#### Point annotation dataset records:

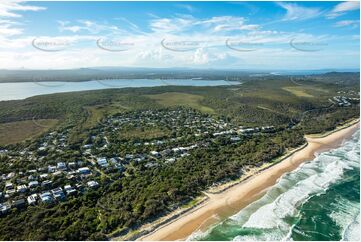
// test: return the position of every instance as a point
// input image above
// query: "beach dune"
(229, 202)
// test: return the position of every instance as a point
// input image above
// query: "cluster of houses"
(37, 186)
(341, 101)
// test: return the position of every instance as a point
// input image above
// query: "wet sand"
(222, 205)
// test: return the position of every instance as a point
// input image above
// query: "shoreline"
(238, 194)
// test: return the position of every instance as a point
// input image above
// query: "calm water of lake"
(21, 90)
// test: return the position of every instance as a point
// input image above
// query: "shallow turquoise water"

#### Task to carry out:
Update the records above by changing "query" to "label" wherever it appears, leaving everything else unchanged. Omit the pictures from your answer.

#### Output for this task:
// test: return the position of every instance as a point
// input image above
// label: "beach dune"
(229, 202)
// test: return the position of every instance as a point
// input image above
// label: "cluster of houses"
(37, 186)
(341, 101)
// test: return the position of every instance as a point
// input image above
// label: "wet sand"
(222, 205)
// test: return the position of every instance as a point
// input image above
// label: "shoreline"
(238, 194)
// test: return the position of every instance as a point
// input image above
// label: "calm water of lake"
(21, 90)
// test: return the position of every instance as a point
// input image above
// label: "shallow turquoise water"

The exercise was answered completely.